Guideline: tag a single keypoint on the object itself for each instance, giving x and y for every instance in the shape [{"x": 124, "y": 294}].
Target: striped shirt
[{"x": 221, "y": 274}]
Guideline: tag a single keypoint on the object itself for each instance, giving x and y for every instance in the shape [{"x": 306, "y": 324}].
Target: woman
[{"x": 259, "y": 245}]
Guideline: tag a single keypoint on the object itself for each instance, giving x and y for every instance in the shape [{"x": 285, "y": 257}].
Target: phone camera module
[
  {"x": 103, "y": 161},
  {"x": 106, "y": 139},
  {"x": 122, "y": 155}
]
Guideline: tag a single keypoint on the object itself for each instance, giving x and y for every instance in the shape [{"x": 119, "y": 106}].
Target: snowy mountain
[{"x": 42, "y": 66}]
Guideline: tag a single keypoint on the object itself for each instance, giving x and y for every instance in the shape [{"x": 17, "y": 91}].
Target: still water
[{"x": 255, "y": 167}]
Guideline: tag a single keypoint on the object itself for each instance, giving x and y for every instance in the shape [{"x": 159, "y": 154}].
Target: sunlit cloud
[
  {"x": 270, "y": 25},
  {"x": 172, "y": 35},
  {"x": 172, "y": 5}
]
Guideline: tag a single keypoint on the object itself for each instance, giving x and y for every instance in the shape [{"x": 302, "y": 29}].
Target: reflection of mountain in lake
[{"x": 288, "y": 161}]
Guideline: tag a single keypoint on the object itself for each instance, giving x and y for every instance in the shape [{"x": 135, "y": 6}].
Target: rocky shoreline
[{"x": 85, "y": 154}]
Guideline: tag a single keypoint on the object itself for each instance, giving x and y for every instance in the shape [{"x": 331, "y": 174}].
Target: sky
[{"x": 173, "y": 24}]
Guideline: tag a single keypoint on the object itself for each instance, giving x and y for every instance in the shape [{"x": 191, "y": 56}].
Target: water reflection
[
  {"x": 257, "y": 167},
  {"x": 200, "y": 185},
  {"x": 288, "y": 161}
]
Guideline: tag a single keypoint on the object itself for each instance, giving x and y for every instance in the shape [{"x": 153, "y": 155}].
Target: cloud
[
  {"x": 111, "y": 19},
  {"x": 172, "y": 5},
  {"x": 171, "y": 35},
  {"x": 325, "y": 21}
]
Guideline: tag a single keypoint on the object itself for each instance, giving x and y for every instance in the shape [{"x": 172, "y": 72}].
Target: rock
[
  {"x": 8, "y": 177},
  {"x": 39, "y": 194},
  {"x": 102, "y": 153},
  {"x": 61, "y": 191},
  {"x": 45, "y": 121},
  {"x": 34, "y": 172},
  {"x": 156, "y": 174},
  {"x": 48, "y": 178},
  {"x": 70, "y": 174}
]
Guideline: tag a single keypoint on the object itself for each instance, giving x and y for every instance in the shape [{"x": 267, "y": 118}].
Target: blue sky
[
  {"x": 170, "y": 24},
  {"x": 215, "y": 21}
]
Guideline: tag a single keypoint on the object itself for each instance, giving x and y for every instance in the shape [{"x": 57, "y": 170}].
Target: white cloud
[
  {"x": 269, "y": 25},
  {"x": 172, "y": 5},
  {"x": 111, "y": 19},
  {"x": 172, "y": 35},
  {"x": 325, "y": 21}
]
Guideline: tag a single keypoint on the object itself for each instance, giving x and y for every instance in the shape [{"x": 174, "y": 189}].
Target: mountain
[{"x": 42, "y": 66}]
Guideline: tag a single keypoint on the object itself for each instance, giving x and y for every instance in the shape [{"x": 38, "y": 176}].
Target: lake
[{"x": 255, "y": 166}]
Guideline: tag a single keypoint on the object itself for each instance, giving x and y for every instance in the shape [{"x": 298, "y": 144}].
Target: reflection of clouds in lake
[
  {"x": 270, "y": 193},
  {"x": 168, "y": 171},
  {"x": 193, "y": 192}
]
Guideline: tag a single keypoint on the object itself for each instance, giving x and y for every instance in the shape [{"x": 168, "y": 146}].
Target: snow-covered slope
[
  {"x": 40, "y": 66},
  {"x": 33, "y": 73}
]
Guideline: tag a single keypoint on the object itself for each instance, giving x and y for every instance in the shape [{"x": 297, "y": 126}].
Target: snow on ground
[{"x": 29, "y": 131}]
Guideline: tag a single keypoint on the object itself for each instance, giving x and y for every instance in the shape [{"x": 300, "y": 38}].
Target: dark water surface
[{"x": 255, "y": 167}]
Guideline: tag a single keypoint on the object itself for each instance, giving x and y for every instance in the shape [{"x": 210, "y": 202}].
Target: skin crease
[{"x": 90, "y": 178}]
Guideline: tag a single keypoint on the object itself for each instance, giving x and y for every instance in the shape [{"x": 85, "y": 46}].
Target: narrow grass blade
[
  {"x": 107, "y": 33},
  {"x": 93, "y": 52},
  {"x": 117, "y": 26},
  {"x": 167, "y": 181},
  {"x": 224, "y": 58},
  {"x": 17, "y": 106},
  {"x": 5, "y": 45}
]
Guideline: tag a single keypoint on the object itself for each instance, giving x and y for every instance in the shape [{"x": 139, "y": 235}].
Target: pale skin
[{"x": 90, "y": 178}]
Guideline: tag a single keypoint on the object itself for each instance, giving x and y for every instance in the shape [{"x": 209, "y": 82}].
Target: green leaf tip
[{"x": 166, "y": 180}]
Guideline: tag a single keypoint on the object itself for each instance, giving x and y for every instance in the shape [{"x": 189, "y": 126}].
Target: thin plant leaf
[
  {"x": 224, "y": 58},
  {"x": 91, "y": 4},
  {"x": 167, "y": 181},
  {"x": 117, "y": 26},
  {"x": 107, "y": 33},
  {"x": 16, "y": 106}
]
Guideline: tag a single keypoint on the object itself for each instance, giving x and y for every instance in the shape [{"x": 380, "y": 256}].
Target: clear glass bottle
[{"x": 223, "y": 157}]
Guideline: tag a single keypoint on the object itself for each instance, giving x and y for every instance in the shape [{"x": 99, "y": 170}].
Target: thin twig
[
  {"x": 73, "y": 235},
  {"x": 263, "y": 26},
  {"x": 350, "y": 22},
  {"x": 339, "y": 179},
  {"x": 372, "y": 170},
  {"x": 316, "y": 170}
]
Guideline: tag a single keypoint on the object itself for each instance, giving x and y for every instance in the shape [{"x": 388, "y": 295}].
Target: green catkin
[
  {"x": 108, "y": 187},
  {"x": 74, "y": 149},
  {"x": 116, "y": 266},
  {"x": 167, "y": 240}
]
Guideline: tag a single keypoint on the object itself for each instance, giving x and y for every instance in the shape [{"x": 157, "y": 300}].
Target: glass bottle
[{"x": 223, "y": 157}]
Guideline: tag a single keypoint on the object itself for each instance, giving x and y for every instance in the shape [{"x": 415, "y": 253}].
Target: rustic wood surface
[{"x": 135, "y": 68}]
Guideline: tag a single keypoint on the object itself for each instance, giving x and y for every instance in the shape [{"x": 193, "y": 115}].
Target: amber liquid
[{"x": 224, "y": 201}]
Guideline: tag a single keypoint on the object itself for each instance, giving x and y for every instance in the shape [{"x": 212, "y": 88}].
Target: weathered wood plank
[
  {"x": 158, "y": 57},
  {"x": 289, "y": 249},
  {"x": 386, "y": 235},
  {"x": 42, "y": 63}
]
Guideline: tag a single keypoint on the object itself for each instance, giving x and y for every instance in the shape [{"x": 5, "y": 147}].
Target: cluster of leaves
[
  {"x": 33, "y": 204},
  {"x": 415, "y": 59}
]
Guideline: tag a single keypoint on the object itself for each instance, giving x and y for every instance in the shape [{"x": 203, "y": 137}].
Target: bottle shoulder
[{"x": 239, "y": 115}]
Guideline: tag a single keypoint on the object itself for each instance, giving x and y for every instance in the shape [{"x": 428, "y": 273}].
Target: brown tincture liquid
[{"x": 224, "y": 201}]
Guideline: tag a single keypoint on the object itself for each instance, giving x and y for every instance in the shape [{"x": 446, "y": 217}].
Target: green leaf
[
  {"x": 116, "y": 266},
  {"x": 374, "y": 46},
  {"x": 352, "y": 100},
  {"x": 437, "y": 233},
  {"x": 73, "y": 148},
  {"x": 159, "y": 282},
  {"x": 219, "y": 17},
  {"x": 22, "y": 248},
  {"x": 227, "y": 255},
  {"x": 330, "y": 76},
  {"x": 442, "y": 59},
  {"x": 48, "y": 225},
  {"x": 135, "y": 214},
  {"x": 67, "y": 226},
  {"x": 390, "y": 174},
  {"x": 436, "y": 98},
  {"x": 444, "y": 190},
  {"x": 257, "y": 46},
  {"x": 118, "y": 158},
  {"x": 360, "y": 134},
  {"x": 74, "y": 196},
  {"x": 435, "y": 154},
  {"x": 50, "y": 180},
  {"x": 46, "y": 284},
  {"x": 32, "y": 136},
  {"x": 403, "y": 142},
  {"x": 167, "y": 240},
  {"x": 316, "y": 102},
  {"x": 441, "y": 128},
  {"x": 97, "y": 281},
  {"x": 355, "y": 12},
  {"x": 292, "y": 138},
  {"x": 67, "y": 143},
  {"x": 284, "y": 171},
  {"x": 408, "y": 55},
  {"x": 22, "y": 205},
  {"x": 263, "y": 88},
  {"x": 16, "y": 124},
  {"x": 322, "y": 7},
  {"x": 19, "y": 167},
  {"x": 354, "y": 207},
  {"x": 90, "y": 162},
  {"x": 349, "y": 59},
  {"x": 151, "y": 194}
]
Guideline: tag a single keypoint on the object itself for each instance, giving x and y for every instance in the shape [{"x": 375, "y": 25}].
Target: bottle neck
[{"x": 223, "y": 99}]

____________________

TO BE DONE: Give only the number of lines above that contain the string "liquid".

FINISHED ANSWER: 2